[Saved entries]
+---+

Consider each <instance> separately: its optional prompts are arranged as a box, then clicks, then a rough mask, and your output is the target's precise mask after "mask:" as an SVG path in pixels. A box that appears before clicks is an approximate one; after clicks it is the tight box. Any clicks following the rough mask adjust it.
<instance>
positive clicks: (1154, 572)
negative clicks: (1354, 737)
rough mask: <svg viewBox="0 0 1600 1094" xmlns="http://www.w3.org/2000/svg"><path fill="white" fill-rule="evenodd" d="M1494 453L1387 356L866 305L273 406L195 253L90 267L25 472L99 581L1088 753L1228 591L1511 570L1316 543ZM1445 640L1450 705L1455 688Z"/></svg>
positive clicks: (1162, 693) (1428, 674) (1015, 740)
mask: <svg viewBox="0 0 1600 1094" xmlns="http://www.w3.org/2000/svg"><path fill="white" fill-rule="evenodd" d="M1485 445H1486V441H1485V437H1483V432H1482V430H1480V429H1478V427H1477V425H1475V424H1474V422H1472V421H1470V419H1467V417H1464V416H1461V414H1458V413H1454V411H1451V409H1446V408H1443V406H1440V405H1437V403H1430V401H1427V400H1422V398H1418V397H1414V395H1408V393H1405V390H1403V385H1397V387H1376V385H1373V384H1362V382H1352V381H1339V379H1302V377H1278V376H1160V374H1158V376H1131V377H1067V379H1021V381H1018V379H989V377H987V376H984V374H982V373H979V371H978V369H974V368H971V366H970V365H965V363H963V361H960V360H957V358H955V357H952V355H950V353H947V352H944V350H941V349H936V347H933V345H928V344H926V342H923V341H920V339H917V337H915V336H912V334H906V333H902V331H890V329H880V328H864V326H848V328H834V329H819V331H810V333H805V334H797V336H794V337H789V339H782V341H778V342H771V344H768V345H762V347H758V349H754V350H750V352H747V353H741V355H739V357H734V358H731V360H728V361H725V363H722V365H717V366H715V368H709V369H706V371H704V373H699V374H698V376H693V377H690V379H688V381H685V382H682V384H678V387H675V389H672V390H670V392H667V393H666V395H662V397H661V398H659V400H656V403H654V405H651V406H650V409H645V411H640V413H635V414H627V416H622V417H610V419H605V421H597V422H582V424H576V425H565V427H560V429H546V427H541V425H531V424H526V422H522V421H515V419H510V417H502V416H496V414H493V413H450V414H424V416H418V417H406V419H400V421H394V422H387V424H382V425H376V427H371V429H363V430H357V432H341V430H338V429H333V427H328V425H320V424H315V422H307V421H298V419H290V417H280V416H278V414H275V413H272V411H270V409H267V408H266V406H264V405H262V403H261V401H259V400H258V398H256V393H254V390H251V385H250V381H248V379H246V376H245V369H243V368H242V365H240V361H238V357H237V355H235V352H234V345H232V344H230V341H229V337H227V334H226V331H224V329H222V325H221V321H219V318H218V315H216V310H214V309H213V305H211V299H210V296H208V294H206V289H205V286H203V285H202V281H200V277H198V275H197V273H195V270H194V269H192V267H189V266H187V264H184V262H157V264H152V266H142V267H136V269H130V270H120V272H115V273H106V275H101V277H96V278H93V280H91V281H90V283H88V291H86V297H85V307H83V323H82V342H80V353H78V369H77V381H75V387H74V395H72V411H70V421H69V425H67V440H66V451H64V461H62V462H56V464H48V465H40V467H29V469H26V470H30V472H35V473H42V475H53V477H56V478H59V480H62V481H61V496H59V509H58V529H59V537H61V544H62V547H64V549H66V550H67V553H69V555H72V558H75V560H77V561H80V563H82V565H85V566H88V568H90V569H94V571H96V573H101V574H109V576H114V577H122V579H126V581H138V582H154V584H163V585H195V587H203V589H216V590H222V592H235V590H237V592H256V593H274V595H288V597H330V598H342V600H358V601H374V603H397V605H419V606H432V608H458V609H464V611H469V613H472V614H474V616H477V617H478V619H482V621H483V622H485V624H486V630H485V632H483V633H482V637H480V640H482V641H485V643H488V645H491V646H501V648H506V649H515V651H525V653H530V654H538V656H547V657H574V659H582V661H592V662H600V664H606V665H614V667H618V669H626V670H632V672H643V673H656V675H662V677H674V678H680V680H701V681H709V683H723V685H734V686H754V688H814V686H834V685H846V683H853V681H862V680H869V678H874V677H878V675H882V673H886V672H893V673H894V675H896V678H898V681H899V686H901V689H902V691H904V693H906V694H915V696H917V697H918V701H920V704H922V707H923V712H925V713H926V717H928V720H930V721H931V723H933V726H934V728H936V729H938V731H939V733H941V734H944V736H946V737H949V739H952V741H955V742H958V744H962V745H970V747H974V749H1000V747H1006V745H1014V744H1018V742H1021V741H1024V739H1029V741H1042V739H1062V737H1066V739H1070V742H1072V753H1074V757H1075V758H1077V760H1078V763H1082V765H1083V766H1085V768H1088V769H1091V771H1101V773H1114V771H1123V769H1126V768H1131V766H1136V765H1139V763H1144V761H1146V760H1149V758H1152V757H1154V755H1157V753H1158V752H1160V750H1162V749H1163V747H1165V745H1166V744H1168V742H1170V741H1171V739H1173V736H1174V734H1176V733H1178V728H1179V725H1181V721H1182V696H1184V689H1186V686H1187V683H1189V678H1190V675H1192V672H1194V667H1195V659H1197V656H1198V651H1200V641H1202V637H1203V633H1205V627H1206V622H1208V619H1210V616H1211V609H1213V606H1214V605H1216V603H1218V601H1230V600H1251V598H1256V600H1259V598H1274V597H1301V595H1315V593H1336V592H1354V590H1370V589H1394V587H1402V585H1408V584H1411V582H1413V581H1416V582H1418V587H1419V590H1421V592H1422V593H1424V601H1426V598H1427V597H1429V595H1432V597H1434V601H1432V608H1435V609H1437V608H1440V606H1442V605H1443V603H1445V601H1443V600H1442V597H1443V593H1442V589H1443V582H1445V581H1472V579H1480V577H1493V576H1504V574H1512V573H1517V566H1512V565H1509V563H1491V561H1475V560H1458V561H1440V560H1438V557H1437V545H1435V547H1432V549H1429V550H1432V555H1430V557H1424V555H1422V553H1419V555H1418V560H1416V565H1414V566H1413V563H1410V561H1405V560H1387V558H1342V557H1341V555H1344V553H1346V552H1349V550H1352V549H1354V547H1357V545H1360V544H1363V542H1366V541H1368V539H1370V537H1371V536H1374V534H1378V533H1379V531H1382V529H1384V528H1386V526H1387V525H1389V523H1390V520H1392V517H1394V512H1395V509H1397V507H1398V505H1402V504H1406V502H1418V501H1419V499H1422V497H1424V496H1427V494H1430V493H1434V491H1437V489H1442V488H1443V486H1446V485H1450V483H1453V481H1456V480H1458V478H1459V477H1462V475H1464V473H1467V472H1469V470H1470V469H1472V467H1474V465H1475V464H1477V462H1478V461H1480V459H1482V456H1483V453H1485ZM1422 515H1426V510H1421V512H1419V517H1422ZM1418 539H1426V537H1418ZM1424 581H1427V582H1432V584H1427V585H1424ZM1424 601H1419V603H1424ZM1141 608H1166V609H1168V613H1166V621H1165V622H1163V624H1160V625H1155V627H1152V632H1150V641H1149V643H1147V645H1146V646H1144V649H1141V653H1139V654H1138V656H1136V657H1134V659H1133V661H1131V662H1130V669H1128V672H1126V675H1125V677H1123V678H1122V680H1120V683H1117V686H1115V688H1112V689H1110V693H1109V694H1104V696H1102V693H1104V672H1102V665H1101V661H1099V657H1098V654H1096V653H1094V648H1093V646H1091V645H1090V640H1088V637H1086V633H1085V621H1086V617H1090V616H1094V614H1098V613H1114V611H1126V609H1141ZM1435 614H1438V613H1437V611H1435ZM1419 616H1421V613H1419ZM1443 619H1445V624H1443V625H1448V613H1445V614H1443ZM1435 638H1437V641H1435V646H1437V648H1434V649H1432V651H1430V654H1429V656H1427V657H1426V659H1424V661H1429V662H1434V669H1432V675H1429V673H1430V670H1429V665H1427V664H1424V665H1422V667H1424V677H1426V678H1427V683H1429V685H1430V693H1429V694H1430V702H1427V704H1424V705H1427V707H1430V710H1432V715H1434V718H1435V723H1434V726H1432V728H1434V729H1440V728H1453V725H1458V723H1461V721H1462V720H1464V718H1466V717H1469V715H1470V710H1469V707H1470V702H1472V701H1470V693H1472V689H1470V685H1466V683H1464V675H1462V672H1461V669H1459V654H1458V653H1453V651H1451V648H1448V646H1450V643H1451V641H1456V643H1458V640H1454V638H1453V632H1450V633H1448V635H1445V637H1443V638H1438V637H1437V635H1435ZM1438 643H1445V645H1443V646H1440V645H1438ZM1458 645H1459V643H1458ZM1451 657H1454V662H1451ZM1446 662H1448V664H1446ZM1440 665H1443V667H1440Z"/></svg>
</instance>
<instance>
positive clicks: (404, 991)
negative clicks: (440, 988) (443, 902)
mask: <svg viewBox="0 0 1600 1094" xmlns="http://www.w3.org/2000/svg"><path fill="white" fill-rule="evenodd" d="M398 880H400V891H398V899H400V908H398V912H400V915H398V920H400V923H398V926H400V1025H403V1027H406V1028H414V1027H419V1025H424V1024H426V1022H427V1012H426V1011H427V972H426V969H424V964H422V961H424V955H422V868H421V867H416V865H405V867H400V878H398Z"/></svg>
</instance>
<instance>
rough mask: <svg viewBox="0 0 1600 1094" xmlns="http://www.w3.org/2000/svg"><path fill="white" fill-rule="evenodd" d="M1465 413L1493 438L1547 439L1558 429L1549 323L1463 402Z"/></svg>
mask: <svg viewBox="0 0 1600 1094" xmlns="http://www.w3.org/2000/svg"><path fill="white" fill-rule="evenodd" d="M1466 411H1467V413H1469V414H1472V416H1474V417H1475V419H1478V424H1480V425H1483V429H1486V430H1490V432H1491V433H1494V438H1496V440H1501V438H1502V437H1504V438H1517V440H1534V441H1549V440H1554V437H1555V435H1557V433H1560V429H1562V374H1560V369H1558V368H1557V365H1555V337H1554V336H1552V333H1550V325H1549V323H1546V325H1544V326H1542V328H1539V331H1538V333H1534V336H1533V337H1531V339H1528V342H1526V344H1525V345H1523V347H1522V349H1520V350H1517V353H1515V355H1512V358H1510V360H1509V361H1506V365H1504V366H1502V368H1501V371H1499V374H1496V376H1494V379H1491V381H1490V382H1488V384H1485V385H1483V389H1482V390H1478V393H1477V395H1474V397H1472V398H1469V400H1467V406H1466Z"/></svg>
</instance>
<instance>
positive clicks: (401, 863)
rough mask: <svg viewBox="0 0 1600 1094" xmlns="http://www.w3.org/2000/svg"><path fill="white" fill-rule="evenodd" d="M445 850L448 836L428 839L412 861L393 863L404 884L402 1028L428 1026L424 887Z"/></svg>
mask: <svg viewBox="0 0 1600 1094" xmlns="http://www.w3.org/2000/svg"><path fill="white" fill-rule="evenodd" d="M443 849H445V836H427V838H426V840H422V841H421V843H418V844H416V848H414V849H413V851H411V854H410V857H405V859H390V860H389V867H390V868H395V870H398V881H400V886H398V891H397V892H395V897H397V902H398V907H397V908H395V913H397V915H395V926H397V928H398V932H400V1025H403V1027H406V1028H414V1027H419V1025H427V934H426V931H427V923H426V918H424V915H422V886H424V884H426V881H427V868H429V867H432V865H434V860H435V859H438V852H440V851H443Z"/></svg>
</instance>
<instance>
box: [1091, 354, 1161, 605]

+---+

## Activity
Retype the portion of the data above that starts on the line with "negative clicks: (1354, 737)" and finishes on the line with "453L1387 356L866 305L273", including both of those lines.

## Expected answer
negative clicks: (1354, 737)
rough mask: <svg viewBox="0 0 1600 1094" xmlns="http://www.w3.org/2000/svg"><path fill="white" fill-rule="evenodd" d="M1494 453L1387 356L866 305L273 406L195 253L90 267L25 472L99 581L1088 753L1228 591L1511 570L1316 543ZM1445 640L1450 705L1455 688Z"/></svg>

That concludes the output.